» **What is needed**: Turn the listings, starting with the line containing "Where can the white dress" and going on through the line containing "x=372, y=325", into a two-column CSV with the header text,answer and one row per listing. Put each field in double quotes and replace any line breaks with spaces.

[Records]
%%

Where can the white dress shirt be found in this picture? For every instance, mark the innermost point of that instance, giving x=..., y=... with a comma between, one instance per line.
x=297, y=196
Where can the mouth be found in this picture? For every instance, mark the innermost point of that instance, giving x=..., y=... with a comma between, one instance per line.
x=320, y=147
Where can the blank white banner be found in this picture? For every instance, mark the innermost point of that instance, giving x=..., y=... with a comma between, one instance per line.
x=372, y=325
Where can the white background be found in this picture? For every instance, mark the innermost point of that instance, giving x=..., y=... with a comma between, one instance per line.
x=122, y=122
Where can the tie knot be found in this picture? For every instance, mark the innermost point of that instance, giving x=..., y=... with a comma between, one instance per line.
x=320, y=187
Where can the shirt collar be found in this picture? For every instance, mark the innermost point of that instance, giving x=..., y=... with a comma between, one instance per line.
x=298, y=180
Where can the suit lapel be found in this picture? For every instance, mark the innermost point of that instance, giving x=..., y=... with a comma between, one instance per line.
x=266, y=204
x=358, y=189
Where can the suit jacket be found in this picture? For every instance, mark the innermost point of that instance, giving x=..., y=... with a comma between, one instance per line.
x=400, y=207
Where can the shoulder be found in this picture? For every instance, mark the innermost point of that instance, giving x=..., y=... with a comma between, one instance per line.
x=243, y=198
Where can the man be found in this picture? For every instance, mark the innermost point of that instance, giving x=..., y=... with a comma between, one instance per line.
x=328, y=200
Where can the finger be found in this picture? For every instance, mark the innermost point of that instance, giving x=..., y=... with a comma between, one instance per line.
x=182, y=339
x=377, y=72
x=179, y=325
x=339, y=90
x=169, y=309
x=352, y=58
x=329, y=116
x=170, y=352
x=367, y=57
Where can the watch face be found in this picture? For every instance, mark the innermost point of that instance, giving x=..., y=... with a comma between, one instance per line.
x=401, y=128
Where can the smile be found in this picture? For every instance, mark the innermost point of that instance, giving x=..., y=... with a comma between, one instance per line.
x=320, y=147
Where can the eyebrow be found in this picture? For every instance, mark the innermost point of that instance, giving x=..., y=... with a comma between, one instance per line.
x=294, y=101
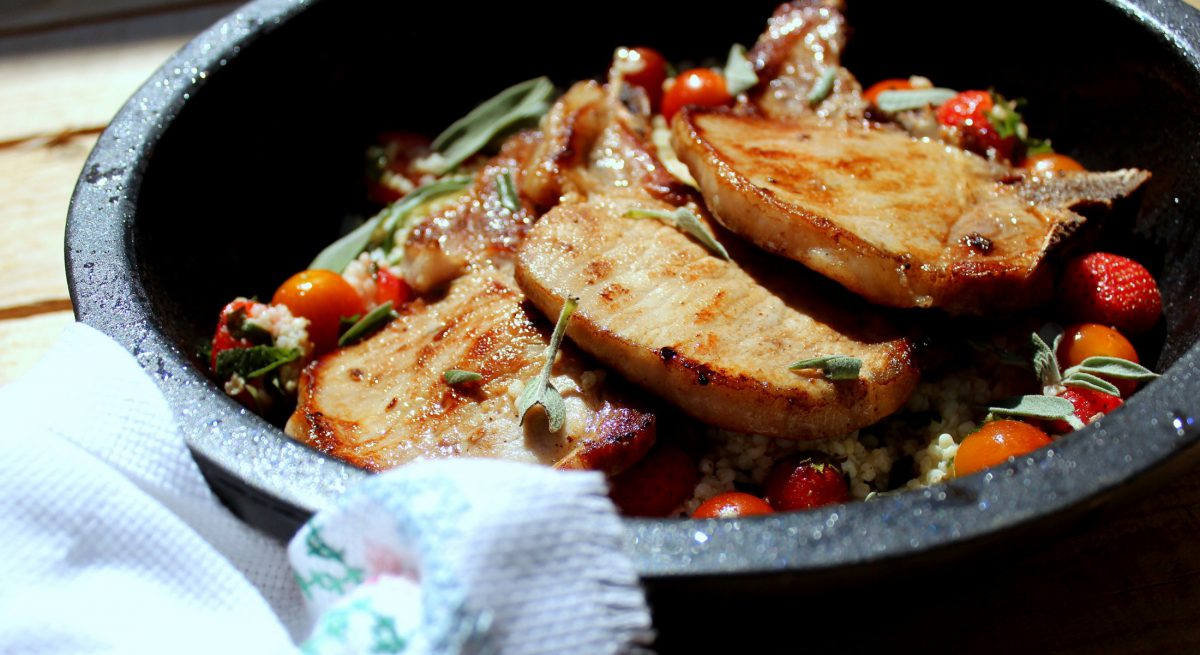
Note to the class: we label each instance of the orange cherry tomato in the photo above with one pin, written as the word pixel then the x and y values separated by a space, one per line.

%%
%%

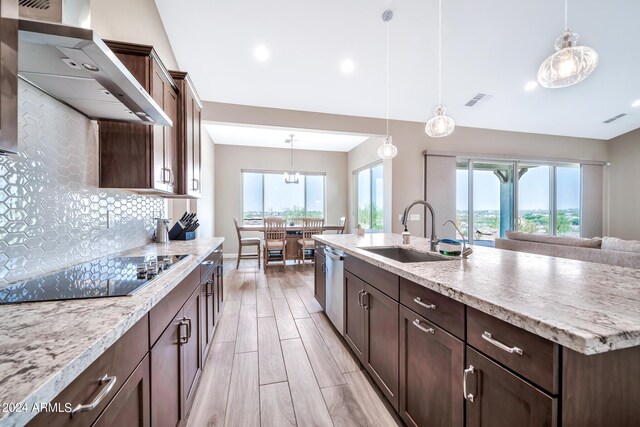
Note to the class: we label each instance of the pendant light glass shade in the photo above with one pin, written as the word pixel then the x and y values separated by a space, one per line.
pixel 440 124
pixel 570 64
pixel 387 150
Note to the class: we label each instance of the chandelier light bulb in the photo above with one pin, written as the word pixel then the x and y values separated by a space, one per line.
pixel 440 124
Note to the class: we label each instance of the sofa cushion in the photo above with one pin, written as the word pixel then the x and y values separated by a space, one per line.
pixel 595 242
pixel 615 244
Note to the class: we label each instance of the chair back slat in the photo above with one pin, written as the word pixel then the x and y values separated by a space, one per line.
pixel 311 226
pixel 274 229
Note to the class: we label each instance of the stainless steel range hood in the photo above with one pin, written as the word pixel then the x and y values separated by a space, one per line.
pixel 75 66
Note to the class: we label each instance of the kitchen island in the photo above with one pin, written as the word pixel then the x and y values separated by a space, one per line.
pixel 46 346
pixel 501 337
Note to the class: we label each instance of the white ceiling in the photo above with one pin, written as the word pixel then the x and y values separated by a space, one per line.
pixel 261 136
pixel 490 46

%%
%%

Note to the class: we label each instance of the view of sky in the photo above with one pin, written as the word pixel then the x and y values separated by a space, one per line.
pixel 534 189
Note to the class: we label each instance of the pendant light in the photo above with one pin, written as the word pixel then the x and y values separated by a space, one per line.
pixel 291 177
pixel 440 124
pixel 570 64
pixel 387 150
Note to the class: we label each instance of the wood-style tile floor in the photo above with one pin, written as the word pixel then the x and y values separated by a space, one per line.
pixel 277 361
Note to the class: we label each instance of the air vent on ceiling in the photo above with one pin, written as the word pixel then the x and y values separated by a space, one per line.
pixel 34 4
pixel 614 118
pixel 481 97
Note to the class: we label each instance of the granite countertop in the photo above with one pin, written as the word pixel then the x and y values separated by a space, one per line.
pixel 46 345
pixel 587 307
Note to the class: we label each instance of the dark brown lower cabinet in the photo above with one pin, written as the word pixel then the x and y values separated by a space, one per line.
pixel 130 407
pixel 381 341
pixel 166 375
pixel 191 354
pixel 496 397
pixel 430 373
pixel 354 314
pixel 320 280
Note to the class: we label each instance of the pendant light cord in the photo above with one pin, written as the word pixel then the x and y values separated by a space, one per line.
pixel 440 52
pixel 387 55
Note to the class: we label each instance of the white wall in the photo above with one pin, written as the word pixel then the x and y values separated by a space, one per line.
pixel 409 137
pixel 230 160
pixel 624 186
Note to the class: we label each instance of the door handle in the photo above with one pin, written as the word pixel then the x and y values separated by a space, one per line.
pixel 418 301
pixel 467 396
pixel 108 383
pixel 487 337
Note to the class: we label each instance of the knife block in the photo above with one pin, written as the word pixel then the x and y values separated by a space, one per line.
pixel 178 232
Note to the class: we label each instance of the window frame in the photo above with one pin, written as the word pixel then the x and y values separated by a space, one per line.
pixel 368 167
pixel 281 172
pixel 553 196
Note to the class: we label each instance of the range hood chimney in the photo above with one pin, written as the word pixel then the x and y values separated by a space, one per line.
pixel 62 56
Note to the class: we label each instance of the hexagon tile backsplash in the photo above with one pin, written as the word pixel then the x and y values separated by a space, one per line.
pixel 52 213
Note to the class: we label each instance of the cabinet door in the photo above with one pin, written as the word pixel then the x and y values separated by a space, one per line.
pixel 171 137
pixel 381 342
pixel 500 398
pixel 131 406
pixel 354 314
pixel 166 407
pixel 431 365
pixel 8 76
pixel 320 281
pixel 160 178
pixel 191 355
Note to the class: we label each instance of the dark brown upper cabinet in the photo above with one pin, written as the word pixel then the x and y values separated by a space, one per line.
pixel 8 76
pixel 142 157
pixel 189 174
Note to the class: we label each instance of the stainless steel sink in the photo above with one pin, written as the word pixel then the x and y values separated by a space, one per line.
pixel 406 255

%%

» **Reply to the exercise**:
text,answer
"Where can the white dress shirt be found in this picture? For every instance, mark the innermost point of that instance, giving x=..., y=... with a comma between, one instance per line.","x=297, y=196"
"Where can the mouth be found in this picture? For every instance, mark the innermost point of that instance, giving x=..., y=... with a comma between, one instance per line.","x=320, y=147"
"Where can the blank white banner be found in this picture? For every instance, mark the innermost point of that instance, giving x=..., y=... with a comma between, one instance per line.","x=372, y=325"